### [DATA FOR THIS EXERCISE]

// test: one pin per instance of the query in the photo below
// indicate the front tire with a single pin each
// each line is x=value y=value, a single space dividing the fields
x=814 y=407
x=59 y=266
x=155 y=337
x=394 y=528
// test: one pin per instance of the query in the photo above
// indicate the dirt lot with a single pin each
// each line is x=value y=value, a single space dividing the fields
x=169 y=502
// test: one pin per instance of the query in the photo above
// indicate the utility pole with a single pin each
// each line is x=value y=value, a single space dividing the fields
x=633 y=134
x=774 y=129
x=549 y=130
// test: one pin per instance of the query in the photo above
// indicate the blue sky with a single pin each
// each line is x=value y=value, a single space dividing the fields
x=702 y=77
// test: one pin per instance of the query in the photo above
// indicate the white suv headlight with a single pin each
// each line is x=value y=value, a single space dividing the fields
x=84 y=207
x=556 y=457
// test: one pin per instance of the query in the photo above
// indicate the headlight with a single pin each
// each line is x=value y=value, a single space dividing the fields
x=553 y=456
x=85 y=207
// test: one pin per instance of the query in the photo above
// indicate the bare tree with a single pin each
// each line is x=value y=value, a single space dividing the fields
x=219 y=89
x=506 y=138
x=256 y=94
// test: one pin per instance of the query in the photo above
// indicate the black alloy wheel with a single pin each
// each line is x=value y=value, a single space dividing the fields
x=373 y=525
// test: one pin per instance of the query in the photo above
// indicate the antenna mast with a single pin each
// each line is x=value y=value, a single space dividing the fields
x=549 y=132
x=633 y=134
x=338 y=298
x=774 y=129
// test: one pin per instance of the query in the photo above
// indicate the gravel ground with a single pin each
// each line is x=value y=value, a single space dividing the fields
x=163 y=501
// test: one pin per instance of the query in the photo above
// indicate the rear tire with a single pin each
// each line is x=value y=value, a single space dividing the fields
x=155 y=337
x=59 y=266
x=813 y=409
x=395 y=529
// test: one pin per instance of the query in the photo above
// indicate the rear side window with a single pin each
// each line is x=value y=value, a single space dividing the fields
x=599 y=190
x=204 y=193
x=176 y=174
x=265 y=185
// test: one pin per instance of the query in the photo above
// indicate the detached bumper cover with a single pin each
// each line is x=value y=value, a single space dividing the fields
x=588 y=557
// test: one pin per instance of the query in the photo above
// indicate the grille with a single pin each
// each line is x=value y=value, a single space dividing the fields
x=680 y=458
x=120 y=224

### [ABOUT THIS TASK]
Each line of the material should be returned exactly as it stands.

### [RESPONSE TO THIS EXERCISE]
// test: one pin per instance of the query in the photo below
// indicate the front tire with a single pin each
// each line is x=value y=value, a single space dividing the fields
x=814 y=407
x=59 y=266
x=155 y=337
x=394 y=528
// test: one pin per instance of the query in the photo above
// indicate the dirt lot with a single pin each
// each line is x=value y=value, a single space dividing the fields
x=169 y=502
// test: one pin per instance of the query in the photo above
// indicate the utility pole with a single pin each
// each line is x=value y=value, a single space dividing the fields
x=633 y=134
x=774 y=129
x=549 y=130
// test: one pin per instance of the query in the photo above
// indicate the blue sky with a single pin each
// each line is x=value y=value, a single space dividing the fields
x=702 y=77
// test: one pin per instance of the query in the photo above
// indicate the white suv headlight with a single pin each
// each line is x=value y=value, a single space dividing the fields
x=84 y=207
x=556 y=457
// test: one pin per instance of the query in the photo above
// indicate the headlight with a single pin each
// each line is x=value y=value, a single space dividing the fields
x=553 y=456
x=85 y=207
// test: one pin per instance of the query in the photo above
// indicate the bare tree with a single pin each
// each line is x=value y=value, a single space dividing the fields
x=219 y=89
x=506 y=138
x=256 y=94
// test: one pin per instance of the query in the photo above
// indicate the black alloy wheel with a single pin each
// each line is x=value y=value, a single space dividing the fields
x=373 y=525
// test: one pin per instance of the query in the photo above
// indicate the antenna mast with a single pin each
// each line is x=value y=value, a single space dividing the fields
x=549 y=132
x=633 y=134
x=338 y=298
x=774 y=129
// test: one pin per instance of the query in the photo above
// indicate the gravel ground with a single pin each
// each line is x=value y=value, a single space dividing the fields
x=163 y=501
// test: one pin per instance of the query in the photo above
// indicate the rear tire with a single pin each
// each line is x=value y=value, a single space dividing the fields
x=155 y=337
x=59 y=266
x=813 y=409
x=395 y=529
// test: one pin per instance of the query in the photo above
// indicate the rear side window with a single pin each
// each line is x=value y=value, a single space dividing the fields
x=599 y=190
x=204 y=193
x=176 y=174
x=265 y=185
// test: one pin per instance of the query in the photo above
// indicate the detached bumper cover with a single pin each
// each line is x=value y=value, a single space dividing the fields
x=588 y=557
// test: one pin per instance of the query in the photo above
// indicate the grille with a single pin each
// each line is x=value y=value, a single space dividing the fields
x=680 y=458
x=120 y=224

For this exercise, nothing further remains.